WHAT THE TASK ASKS —
Search the entries for the word "clicks". Copy each line in which it is found.

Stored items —
= Beginning of Section =
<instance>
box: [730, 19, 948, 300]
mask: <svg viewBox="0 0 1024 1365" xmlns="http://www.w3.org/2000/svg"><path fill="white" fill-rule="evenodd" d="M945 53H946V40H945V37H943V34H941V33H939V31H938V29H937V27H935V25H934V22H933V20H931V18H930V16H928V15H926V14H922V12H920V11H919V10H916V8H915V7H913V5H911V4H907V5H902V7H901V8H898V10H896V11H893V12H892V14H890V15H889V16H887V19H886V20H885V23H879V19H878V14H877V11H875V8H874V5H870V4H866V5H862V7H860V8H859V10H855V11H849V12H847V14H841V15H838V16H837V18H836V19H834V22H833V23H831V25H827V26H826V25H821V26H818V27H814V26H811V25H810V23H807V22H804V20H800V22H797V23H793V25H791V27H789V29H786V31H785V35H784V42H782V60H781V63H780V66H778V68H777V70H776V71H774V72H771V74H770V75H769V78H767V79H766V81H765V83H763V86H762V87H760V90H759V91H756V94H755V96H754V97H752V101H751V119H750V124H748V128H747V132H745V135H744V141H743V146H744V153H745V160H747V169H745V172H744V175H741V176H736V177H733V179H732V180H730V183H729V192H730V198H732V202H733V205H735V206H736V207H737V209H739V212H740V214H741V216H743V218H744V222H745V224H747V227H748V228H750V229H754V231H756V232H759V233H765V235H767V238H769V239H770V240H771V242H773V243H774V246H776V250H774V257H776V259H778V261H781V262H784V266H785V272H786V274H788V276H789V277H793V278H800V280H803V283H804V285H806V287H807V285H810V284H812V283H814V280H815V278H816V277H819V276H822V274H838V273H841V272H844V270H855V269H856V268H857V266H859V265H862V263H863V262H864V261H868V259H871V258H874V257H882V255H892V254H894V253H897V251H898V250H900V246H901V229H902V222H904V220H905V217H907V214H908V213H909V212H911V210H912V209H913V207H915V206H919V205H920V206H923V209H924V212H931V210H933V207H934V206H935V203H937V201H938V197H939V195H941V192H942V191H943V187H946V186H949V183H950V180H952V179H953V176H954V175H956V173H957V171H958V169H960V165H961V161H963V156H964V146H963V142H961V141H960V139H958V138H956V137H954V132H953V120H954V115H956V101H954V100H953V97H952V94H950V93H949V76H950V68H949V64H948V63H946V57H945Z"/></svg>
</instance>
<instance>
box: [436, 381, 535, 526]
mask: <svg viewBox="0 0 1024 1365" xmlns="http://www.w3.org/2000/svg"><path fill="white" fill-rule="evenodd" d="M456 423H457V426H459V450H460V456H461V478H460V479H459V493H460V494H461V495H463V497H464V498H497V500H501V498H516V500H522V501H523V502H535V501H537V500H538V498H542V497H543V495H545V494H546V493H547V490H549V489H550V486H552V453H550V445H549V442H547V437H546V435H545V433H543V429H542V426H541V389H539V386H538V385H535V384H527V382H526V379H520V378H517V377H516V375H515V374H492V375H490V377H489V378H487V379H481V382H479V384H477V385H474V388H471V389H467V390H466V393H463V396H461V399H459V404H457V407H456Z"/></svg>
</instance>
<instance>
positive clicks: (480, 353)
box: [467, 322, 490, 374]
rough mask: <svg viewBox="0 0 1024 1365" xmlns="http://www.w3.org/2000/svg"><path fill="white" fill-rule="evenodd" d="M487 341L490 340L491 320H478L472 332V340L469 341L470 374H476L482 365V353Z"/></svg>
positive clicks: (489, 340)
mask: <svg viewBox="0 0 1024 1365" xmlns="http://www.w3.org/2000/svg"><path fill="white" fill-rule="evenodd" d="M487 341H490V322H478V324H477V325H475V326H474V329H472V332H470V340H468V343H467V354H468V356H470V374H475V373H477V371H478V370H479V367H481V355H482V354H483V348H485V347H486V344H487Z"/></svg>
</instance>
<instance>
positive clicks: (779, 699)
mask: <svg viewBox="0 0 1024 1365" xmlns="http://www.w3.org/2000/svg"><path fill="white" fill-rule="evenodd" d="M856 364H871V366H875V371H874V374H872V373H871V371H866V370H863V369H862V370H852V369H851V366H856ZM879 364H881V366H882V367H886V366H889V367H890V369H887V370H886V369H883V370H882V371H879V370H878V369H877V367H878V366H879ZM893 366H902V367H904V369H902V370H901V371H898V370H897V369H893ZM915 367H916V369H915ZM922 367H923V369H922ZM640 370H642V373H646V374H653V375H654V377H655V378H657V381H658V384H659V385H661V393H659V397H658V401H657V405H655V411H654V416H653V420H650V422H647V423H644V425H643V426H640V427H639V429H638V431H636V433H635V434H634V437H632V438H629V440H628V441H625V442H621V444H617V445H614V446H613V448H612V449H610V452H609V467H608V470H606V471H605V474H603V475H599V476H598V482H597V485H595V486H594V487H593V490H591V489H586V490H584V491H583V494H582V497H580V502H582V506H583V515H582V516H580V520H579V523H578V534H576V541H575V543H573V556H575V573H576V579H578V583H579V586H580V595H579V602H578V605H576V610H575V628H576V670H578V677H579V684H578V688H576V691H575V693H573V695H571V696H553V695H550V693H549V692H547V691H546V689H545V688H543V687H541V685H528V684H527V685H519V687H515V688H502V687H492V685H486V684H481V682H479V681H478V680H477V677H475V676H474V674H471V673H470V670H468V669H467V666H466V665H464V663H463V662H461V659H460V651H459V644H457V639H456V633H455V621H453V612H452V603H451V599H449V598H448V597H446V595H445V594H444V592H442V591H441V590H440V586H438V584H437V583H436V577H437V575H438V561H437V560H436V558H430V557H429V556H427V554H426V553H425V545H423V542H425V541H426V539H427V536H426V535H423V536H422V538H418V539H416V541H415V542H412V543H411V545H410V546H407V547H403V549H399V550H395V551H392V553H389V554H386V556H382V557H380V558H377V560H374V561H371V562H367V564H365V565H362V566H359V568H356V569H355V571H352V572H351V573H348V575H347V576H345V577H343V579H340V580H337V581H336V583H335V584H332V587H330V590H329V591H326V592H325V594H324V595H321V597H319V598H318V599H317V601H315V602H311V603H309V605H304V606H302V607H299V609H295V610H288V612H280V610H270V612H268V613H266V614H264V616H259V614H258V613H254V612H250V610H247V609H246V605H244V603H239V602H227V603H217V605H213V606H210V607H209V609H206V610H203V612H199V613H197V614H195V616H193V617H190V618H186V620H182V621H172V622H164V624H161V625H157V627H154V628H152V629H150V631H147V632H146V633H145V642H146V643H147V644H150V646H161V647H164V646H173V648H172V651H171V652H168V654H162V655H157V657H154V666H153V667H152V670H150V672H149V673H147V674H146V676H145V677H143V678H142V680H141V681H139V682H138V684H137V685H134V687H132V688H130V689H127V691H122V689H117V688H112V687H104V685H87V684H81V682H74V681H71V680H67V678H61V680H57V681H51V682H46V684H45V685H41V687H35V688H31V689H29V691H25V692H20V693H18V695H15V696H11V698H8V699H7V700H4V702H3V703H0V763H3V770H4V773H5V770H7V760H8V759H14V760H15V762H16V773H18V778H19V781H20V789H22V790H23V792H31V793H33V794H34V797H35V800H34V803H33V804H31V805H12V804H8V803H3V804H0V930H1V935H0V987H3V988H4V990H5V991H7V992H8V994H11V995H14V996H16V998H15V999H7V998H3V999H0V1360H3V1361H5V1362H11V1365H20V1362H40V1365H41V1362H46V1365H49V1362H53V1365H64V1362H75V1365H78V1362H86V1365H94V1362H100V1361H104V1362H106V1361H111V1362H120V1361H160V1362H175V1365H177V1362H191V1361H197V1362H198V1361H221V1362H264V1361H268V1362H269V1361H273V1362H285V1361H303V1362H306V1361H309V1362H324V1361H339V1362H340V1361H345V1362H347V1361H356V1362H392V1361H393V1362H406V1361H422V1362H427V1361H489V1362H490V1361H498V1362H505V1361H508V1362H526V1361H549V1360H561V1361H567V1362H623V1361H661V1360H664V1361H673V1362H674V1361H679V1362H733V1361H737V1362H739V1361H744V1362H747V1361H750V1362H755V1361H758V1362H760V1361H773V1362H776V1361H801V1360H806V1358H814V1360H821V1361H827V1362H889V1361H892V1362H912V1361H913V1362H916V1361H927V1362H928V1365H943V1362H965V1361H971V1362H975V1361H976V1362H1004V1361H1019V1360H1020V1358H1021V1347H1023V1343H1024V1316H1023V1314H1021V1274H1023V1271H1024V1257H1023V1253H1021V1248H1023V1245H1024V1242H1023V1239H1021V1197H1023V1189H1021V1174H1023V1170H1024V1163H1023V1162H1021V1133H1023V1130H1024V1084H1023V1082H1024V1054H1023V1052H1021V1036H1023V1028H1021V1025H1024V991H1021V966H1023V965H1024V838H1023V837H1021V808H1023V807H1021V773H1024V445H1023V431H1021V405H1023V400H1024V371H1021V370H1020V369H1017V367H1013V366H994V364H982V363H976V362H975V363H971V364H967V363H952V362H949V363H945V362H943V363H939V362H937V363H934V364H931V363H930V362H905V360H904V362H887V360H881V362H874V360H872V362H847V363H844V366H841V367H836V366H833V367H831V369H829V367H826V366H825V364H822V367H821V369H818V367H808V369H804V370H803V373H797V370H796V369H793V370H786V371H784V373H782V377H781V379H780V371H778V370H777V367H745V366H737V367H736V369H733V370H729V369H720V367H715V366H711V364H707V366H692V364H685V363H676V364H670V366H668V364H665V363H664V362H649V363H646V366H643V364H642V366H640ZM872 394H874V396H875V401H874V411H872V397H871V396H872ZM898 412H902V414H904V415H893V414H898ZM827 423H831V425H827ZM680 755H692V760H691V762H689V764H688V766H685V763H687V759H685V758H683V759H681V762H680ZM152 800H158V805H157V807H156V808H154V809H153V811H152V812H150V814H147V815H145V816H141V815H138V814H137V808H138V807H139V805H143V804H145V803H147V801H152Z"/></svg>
= End of Section =
EXERCISE ANSWER —
positive clicks: (480, 353)
positive clicks: (489, 340)
positive clicks: (779, 699)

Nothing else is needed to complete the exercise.